[Set task]
Can you copy out the stretch of the records below from the line containing "Place a point on every instance of the orange" through the end of the records, including the requests, with every point coordinate scaled by 1.3 and rounded to a whole number (halves round up)? Give only those lines.

[Records to use]
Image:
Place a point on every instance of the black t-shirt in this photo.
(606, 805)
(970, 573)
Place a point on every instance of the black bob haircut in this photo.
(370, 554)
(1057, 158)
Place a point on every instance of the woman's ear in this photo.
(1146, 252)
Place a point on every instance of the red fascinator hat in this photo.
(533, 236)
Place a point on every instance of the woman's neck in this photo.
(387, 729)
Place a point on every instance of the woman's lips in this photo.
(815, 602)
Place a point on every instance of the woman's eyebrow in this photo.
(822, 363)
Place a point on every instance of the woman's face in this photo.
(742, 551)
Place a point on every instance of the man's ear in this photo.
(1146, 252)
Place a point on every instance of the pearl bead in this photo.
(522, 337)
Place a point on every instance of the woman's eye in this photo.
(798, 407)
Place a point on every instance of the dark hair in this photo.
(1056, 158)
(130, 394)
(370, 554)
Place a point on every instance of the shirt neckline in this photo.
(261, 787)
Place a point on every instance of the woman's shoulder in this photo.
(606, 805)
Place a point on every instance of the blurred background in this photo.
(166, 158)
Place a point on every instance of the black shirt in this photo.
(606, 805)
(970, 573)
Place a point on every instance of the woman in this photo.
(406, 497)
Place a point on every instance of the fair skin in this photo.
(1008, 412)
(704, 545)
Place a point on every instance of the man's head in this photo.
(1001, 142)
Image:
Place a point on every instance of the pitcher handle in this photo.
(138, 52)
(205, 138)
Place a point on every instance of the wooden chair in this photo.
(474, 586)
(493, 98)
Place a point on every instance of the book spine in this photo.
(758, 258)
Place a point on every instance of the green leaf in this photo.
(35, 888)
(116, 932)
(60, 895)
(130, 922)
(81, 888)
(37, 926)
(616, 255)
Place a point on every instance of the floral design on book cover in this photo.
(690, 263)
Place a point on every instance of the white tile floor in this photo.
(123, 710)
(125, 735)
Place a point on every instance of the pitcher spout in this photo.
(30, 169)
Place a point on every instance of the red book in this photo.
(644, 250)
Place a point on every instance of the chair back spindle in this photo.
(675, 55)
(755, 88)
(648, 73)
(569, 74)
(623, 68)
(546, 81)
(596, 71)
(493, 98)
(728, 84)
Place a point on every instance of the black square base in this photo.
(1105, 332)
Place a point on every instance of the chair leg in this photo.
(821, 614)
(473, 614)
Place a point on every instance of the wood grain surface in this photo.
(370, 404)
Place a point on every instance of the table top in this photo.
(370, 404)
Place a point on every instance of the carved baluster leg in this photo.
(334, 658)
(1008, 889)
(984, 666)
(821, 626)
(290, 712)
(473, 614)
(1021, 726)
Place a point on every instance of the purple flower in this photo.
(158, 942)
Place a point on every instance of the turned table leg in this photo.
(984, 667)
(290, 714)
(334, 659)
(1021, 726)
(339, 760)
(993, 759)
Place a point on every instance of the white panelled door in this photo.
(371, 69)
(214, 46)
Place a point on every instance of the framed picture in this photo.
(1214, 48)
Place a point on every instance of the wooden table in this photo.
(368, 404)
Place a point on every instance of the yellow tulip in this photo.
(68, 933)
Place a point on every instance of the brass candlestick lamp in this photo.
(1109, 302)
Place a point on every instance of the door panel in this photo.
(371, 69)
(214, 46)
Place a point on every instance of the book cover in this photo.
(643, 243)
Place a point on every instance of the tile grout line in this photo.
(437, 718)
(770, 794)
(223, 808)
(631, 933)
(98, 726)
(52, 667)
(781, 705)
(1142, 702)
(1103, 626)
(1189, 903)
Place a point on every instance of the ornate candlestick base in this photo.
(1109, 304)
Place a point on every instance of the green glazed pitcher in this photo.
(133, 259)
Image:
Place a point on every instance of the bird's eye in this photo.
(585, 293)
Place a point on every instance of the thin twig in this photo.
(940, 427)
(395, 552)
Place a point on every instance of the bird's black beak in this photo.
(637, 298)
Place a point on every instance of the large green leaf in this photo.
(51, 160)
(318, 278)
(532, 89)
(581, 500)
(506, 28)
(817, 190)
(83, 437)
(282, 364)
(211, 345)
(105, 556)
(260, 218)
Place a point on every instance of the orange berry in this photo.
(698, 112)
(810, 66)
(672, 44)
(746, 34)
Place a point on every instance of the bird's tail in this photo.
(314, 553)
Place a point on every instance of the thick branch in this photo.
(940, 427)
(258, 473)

[Correct response]
Place a point on every instance of the orange berry in this photo.
(907, 146)
(1053, 86)
(874, 57)
(970, 44)
Place a point on every instance of the bird's tail in this photo.
(408, 719)
Place a point on every instance of the thick branch in this photo.
(1222, 555)
(335, 615)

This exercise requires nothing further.